Avec mes semelles inusables d'antique hibou des champs, je parcours
beaucoup les espaces locaux et explore essentiellement les coins cachés hors des
sentiers balisés, ce qui me permet de pénétrer plus facilement dans des trous
singuliers. C'est ainsi que je découvre mes trésors humains.
Parmi mes connaissances vagabondesques, je vous présente Madame Garbichon.
d'antique hibou des champs aux semelles inusables
Cette femme sortant indubitablement de l'ordinaire est une veuve âgée à la
langue leste et à la pensée brutale qui a un jugement bien arrêté sur vous et
sur moi, sur ses propres voisins mais aussi sur leurs chats et chiens, sur les
étrangers, sur ses amis et sur ses ennemis, sur les gens qu'elle connaît et
surtout sur ceux qu'elle ne connaît pas... Sur tout le monde en fait.
La mère Garbichon depuis sa méchante masure apparaît telle une sorte de
croquemitaine au féminin, mi-sorcière, mi-bigote, qui va à la messe soit pour y
critiquer ouvertement le curé, soit pour y cracher haineusement à la face des
"belles dames" (comme elle dit) qui y assistent. Et même pour y déboulonner
quelques statues de plâtre de ses opinions tranchées ! Ce qui ne l'empêche pas
d'aller pieusement s'agenouiller devant de la Sainte Vierge, par ailleurs.

___

▶ **Série de tâches**:
1 > Selon le texte fourni, quelle est la situation familiale de Madame Garbichon ?
2 > Recopiez tout le passage du texte fourni, de "d'antique hibou des champs aux" jusqu'à "monde en fait.".
3 > D'après le texte fourni, pour quelles raisons Madame Garbichon va-t-elle à la messe ? Répondez en une à trois phrases.

___

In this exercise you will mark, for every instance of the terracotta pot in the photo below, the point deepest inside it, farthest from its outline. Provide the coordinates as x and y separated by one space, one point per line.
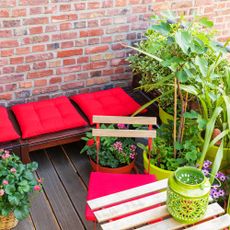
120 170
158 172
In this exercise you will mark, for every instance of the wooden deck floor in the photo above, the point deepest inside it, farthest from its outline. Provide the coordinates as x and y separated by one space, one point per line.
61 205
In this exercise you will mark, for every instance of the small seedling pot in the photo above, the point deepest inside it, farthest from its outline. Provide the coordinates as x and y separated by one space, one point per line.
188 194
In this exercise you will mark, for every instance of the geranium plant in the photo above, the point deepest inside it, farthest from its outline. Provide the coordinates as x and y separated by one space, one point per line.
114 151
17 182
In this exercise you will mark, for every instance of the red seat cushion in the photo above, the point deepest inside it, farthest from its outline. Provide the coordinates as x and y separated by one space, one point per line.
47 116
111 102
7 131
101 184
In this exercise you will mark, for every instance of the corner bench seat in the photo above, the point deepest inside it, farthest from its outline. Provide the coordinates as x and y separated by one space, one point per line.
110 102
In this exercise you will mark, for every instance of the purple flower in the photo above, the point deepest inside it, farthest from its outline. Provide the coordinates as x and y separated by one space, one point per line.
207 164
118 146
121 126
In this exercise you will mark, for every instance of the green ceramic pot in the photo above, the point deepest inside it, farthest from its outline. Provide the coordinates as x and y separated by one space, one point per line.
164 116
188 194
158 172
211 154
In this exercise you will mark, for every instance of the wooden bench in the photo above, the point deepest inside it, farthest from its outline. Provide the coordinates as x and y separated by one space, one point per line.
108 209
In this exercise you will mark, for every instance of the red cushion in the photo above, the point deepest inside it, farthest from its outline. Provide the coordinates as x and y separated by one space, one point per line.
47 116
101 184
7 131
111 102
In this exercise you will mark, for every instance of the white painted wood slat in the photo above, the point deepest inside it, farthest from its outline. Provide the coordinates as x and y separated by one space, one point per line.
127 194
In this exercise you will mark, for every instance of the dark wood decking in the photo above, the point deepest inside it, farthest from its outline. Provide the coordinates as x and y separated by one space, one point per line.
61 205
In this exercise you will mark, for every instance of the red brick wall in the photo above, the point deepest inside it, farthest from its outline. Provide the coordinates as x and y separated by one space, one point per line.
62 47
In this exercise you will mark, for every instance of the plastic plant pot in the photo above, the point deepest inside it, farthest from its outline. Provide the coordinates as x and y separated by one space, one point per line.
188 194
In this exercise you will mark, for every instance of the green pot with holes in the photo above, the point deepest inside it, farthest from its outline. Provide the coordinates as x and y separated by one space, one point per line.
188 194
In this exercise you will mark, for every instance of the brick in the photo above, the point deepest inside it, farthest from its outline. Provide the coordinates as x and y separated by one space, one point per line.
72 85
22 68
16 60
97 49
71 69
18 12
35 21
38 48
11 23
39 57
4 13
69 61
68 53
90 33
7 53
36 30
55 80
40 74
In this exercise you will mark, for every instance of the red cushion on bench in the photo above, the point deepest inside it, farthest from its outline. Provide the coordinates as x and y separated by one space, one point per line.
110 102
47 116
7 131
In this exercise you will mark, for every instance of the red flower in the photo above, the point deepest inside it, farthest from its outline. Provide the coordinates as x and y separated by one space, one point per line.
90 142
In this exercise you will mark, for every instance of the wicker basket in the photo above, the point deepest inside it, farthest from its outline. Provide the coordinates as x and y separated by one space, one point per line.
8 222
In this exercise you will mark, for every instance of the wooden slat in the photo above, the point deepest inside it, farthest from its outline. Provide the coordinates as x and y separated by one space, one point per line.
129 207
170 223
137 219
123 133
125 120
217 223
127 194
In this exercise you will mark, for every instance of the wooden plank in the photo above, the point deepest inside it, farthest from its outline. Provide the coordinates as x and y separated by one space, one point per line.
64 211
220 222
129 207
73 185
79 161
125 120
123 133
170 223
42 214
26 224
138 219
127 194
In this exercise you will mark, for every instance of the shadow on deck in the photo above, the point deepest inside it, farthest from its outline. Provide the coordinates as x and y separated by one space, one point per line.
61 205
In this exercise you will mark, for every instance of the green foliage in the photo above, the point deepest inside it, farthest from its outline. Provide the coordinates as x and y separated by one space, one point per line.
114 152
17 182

___

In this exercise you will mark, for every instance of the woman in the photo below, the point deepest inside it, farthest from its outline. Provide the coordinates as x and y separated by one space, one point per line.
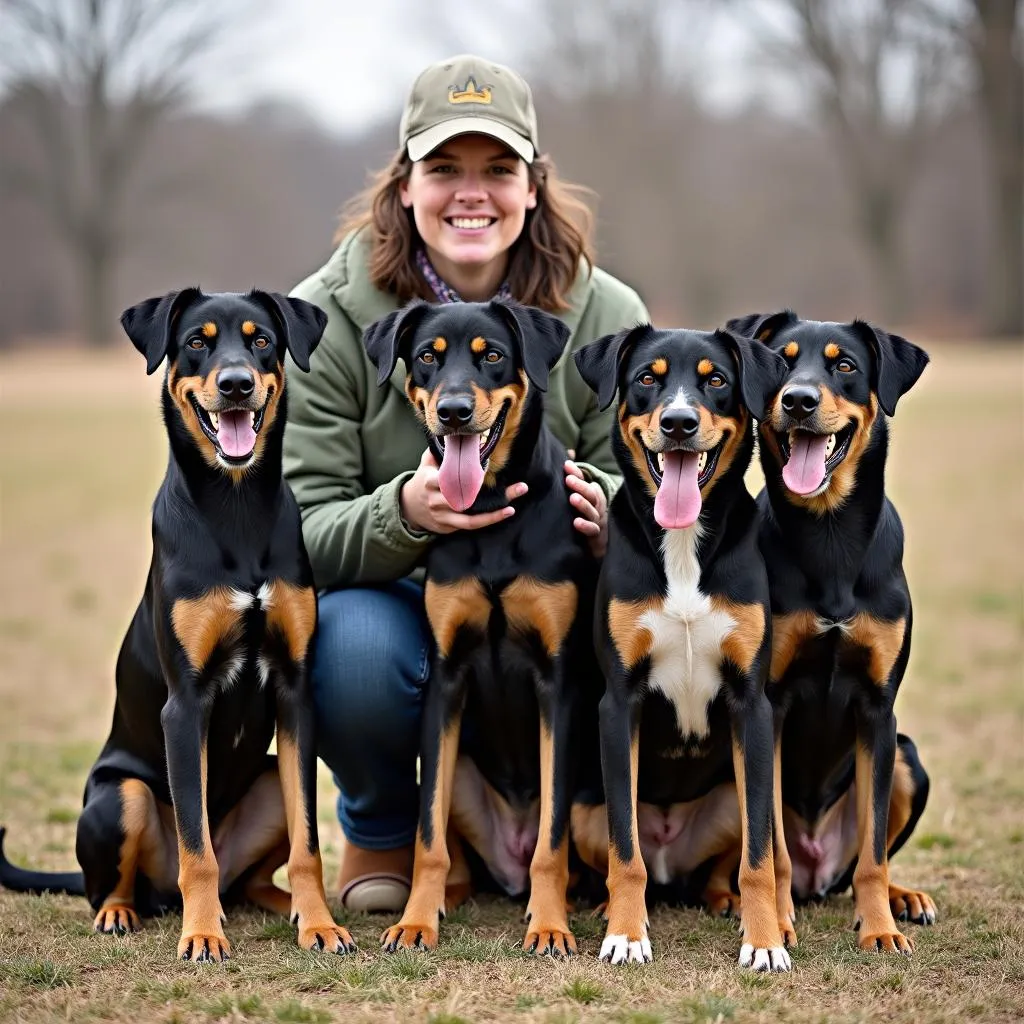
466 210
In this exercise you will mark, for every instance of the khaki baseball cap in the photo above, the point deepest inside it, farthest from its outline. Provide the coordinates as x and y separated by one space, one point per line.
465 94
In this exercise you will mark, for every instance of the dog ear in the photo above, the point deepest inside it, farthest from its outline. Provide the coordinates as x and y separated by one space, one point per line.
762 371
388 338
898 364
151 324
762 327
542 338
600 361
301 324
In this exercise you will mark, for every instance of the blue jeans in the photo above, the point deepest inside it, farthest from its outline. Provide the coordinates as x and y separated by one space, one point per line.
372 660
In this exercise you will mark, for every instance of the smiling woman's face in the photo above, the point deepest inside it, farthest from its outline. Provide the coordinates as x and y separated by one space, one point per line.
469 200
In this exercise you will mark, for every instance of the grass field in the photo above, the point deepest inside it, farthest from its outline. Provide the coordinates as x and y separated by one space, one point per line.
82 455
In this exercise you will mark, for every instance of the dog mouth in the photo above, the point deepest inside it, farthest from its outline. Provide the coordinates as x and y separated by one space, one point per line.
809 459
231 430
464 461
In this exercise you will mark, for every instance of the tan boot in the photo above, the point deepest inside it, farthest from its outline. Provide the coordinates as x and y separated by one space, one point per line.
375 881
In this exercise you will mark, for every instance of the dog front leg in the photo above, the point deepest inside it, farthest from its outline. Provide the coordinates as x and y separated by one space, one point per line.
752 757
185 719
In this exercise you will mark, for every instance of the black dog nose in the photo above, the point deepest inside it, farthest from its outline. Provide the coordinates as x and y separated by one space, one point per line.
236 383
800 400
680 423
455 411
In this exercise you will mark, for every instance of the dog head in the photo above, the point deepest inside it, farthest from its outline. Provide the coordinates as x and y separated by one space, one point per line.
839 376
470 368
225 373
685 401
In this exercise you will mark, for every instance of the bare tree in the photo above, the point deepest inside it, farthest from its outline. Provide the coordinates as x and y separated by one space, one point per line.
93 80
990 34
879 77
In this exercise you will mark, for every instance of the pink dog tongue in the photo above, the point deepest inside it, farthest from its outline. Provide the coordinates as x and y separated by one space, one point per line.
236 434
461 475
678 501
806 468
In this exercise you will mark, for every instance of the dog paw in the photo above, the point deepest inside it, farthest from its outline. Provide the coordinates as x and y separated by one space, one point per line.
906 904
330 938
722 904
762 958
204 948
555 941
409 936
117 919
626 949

___

▶ **Corrigé**:
1 > C'est une veuve âgée.

2 >
d'antique hibou des champs aux semelles inusables
Cette femme sortant indubitablement de l'ordinaire est une veuve âgée à la
langue leste et à la pensée brutale qui a un jugement bien arrêté sur vous et
sur moi, sur ses propres voisins mais aussi sur leurs chats et chiens, sur les
étrangers, sur ses amis et sur ses ennemis, sur les gens qu'elle connaît et
surtout sur ceux qu'elle ne connaît pas... Sur tout le monde en fait.

3 > Elle y va soit pour critiquer ouvertement le curé, soit pour cracher haineusement à la face des « belles dames » qui y assistent. Elle y va même pour déboulonner quelques statues de plâtre de ses opinions tranchées.